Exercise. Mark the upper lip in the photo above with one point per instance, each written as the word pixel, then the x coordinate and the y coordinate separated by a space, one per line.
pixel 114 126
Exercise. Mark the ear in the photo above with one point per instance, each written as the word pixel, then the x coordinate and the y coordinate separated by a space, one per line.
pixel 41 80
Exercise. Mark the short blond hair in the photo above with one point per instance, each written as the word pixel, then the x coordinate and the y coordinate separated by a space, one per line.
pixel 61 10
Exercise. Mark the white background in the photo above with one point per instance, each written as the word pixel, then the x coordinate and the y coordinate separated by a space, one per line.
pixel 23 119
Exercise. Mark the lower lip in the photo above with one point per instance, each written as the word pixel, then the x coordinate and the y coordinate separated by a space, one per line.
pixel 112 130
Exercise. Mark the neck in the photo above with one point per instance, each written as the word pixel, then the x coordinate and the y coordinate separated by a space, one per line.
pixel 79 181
--
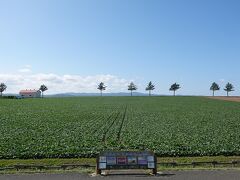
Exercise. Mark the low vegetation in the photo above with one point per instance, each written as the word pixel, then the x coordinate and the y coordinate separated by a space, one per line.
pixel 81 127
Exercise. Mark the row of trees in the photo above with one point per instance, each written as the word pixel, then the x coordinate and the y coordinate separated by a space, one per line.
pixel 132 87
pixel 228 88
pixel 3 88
* * *
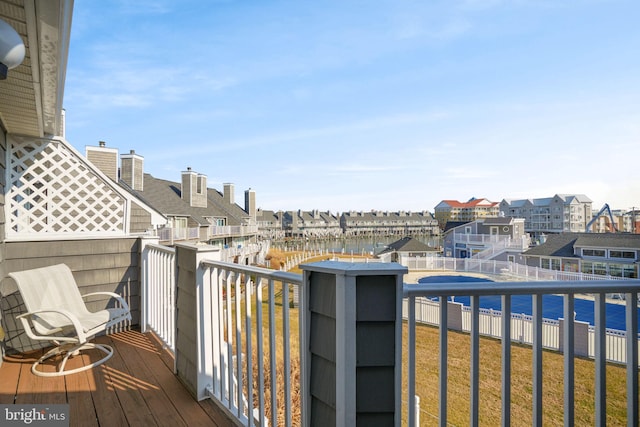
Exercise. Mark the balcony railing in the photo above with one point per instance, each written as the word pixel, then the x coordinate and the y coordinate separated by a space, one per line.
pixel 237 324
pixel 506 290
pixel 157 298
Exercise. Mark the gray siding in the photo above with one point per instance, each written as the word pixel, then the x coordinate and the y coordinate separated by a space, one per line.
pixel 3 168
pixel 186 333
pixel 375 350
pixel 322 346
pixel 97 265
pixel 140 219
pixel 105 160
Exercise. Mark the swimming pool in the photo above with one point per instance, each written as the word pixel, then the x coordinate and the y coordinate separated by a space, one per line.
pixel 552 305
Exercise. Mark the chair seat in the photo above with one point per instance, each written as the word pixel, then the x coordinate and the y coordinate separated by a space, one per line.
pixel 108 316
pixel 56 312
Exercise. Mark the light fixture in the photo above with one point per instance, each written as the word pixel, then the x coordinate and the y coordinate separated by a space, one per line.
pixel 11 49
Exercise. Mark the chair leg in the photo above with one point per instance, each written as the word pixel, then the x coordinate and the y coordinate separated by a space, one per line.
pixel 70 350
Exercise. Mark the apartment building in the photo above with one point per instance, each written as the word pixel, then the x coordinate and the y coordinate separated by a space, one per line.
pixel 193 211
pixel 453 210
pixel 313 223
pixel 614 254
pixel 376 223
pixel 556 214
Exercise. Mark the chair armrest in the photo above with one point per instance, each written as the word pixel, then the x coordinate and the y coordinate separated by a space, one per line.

## Aim
Output everything from the line containing "Exercise. Mark the gray" down to the line containing "pixel 105 160", both included, as a numbered list, leaving out any blank lines.

## Answer for this exercise
1. Exercise. Mark the gray siding in the photo above with one point per instance, each written as the word pixel, then the x coordinate and the y coordinate separated by a space, one per line.
2. pixel 3 168
3. pixel 186 333
4. pixel 375 350
5. pixel 322 346
6. pixel 97 265
7. pixel 140 219
8. pixel 105 160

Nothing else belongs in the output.